Exercise details
Search the listing below for "jeans". Copy each matching line.

= = = = =

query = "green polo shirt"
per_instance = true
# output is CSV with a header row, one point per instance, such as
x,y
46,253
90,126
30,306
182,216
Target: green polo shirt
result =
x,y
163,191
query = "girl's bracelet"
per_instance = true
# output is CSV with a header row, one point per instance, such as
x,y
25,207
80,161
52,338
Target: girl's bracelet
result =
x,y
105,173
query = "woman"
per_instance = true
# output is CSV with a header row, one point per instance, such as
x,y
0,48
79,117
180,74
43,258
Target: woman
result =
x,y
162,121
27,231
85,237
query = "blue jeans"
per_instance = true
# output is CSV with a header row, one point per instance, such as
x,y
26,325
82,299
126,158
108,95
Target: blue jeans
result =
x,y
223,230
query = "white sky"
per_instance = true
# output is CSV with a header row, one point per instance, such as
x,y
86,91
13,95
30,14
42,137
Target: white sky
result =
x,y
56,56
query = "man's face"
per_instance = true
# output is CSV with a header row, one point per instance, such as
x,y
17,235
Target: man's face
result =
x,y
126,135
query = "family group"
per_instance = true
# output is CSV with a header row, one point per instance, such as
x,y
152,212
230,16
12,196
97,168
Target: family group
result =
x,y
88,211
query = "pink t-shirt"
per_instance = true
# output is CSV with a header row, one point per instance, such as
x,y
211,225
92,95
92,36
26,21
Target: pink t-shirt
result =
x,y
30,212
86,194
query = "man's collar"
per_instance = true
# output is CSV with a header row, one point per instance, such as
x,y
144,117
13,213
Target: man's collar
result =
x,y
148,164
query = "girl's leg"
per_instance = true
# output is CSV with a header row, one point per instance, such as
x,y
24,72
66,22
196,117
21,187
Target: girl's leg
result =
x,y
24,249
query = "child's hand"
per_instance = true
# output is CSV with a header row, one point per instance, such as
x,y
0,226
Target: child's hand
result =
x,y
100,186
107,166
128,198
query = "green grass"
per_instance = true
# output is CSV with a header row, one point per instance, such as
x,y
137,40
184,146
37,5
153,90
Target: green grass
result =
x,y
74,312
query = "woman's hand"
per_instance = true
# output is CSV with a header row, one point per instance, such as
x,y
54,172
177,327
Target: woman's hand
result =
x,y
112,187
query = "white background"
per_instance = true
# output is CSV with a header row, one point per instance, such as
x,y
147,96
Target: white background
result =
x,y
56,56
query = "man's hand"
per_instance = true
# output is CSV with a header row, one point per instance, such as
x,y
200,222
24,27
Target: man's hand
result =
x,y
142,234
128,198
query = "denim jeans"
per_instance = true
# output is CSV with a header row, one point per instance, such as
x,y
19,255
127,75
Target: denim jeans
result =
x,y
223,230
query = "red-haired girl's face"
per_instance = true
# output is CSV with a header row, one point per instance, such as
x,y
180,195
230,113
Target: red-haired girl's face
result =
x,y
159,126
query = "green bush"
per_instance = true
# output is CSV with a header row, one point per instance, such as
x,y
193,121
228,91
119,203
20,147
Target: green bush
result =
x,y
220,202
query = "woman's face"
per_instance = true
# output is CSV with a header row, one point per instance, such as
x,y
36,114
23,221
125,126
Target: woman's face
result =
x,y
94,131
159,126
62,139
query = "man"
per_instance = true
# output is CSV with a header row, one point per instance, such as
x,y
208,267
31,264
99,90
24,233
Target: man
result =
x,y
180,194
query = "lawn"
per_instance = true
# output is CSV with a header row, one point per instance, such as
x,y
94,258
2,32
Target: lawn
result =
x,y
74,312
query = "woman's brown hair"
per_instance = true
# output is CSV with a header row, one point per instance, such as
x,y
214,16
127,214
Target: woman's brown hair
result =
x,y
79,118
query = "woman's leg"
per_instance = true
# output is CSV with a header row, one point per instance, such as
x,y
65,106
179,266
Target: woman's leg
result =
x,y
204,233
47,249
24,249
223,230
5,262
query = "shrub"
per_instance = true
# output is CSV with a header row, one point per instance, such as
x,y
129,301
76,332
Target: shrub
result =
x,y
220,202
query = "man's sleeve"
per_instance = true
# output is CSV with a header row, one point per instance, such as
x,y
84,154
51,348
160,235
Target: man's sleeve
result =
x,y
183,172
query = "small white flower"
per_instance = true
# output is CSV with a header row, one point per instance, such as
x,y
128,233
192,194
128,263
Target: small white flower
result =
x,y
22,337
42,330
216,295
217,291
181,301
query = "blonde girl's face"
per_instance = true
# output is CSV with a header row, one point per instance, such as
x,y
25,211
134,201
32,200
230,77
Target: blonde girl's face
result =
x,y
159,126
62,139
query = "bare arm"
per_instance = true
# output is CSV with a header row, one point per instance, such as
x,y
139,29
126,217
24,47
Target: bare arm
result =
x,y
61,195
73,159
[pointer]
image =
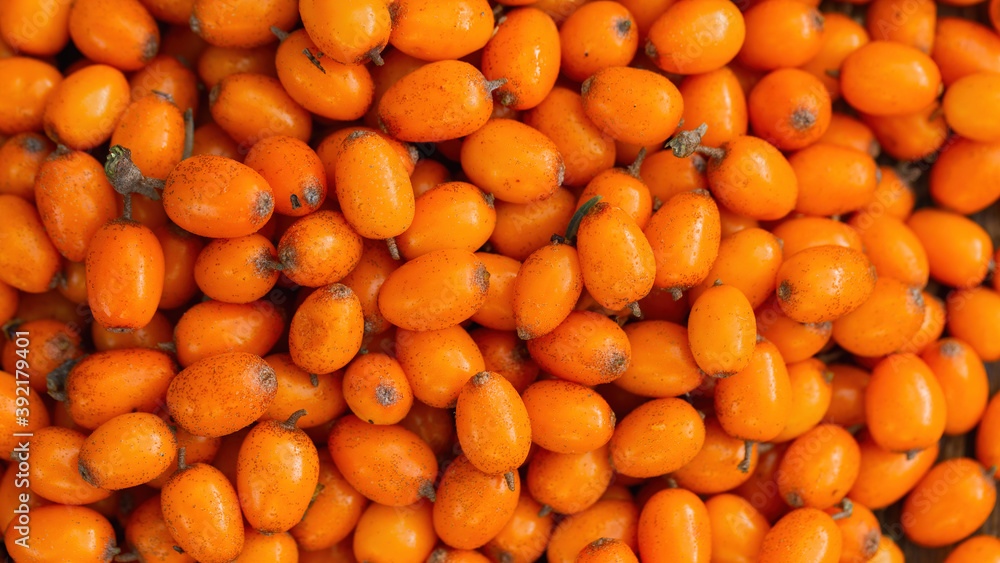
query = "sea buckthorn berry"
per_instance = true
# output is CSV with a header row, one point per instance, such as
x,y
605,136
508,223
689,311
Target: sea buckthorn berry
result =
x,y
585,150
714,26
674,526
43,36
432,32
294,172
241,24
819,467
497,312
893,248
612,519
737,527
473,506
607,550
387,463
124,275
811,394
140,377
972,315
916,30
832,179
53,471
58,531
319,249
750,177
569,483
30,261
492,424
334,511
203,397
881,325
237,270
326,330
911,136
889,78
251,107
523,228
684,235
389,534
963,381
51,344
658,437
512,161
21,158
622,188
467,212
524,50
329,89
126,451
722,330
884,476
373,187
969,104
781,34
438,363
747,260
71,119
216,63
525,535
965,163
753,404
436,102
958,249
632,105
963,47
276,449
124,35
146,531
950,503
566,417
789,108
434,291
366,280
504,353
252,327
841,36
847,131
152,127
32,82
586,348
616,259
806,535
716,99
74,200
596,36
202,513
914,418
824,283
717,467
233,199
352,32
376,389
662,364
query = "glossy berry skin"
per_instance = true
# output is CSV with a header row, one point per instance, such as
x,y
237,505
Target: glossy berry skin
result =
x,y
805,535
272,449
492,424
388,464
125,269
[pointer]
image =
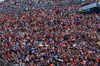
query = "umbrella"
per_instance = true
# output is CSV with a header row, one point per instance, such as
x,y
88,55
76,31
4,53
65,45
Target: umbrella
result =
x,y
60,60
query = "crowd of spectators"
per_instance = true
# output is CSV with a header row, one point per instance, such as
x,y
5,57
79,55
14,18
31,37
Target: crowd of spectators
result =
x,y
50,36
10,4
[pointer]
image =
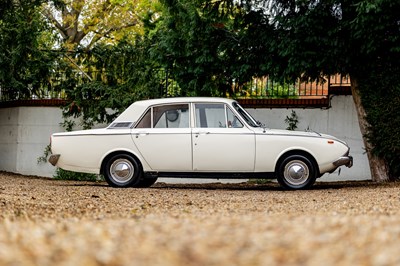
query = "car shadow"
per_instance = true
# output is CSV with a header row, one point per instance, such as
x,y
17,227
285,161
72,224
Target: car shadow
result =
x,y
250,185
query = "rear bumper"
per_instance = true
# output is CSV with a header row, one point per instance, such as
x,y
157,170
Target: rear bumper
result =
x,y
53,159
344,160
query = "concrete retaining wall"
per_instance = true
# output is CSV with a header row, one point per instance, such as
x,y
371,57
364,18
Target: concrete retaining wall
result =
x,y
25,133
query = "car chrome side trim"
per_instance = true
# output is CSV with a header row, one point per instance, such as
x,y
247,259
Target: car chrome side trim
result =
x,y
344,160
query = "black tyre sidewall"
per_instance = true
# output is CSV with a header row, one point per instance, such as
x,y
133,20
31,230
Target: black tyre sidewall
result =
x,y
311,168
130,183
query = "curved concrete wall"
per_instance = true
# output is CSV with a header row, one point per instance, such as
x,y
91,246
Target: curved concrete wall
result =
x,y
25,132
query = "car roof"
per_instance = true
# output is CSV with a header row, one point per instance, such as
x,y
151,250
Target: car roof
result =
x,y
182,100
135,110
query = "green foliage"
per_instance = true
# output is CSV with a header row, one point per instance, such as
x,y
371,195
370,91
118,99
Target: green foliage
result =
x,y
68,175
292,121
383,109
115,76
24,66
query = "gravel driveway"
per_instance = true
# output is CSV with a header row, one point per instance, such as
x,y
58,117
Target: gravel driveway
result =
x,y
51,222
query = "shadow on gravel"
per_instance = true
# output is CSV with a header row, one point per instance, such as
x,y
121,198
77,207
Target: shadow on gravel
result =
x,y
273,186
251,186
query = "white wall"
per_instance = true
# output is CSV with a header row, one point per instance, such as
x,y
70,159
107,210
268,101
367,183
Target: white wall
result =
x,y
25,132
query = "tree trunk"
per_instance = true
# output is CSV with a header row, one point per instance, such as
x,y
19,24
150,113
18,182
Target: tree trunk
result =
x,y
378,166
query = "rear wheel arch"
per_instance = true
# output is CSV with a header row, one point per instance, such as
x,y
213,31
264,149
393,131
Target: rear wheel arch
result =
x,y
297,152
296,169
122,169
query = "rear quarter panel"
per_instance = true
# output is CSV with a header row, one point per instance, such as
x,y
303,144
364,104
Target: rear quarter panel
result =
x,y
270,147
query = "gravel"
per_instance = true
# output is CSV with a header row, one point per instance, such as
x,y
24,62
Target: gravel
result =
x,y
52,222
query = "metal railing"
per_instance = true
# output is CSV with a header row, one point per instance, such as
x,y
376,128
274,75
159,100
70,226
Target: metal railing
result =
x,y
258,88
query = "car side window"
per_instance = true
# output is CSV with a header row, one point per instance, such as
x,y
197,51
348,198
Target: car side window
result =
x,y
233,121
210,115
145,122
166,116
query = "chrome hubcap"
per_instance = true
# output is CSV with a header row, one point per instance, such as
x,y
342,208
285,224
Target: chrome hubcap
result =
x,y
296,172
122,170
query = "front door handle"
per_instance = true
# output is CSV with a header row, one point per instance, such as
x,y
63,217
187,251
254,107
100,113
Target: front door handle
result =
x,y
202,133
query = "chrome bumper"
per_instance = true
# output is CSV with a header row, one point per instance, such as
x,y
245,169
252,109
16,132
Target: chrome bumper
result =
x,y
344,160
53,159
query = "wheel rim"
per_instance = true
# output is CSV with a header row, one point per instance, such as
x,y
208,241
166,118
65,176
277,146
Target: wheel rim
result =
x,y
296,172
122,170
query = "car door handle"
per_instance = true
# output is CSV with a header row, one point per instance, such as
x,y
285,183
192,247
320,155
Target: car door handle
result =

= = = = =

Answer
query = "blue jeans"
Target: blue jeans
query = "denim jeans"
Target: denim jeans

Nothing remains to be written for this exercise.